Output all records exactly, with no images.

EXERCISE INPUTS -

=====

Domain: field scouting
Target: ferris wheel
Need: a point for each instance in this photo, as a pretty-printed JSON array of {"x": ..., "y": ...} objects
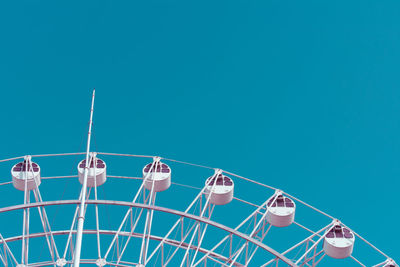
[{"x": 161, "y": 212}]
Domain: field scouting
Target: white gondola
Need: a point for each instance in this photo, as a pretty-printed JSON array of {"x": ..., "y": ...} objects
[
  {"x": 281, "y": 210},
  {"x": 339, "y": 242},
  {"x": 26, "y": 173},
  {"x": 158, "y": 173},
  {"x": 221, "y": 188},
  {"x": 97, "y": 170}
]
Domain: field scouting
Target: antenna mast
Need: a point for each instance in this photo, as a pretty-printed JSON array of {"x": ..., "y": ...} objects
[{"x": 81, "y": 218}]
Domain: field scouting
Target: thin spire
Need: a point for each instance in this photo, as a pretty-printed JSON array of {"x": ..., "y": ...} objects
[{"x": 81, "y": 218}]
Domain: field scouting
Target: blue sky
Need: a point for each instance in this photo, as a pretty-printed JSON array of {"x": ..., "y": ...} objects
[{"x": 301, "y": 95}]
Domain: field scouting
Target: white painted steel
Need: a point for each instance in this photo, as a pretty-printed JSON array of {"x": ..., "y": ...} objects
[
  {"x": 29, "y": 178},
  {"x": 97, "y": 175}
]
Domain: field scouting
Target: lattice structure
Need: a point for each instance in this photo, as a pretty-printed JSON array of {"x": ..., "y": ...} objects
[{"x": 173, "y": 213}]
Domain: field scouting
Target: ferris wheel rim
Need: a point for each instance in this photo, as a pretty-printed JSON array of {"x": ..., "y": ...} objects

=====

EXPECTED OUTPUT -
Domain: field scouting
Target: ferris wheel
Need: a point for each instance in this photo, as a pretty-printed JSON array of {"x": ..., "y": ...} objects
[{"x": 161, "y": 212}]
Domain: field scouting
Target: white gondola
Need: a point for each instance in this photo, as a pretty-printed JSON array of {"x": ..., "y": ...} objects
[
  {"x": 281, "y": 210},
  {"x": 339, "y": 242},
  {"x": 26, "y": 173},
  {"x": 158, "y": 173},
  {"x": 221, "y": 188},
  {"x": 97, "y": 170}
]
Domain: field scouting
Target: antenna mast
Need: a point for each instance in this photo, as a pretty-printed JSON array of {"x": ..., "y": ...} objects
[{"x": 81, "y": 218}]
Domain: field scouting
Target: thin spire
Need: a point for each instance in this photo, as a pretty-printed JSON array of {"x": ..., "y": ...} objects
[{"x": 81, "y": 218}]
Domain: field scouting
Target: blue sky
Need: a point for each instance in this photo, as a pretty-printed JSON array of {"x": ..., "y": ...} objects
[{"x": 301, "y": 95}]
Domain: field scouting
Target: white painted steel
Need: a point for each instance in this photo, as a pretty-printed JSON array of {"x": ..., "y": ...} objects
[
  {"x": 29, "y": 178},
  {"x": 97, "y": 175}
]
Domain: field scouting
Target: lattice structure
Need: a point for each instance in this photo, as a pretty-printed JSON array of {"x": ..., "y": ...} objects
[{"x": 173, "y": 213}]
Domain: field scouting
Target: ferris wheel rim
Need: a point for each instance in this photo, as a pretty-printed JSON array of {"x": ..., "y": ...} objects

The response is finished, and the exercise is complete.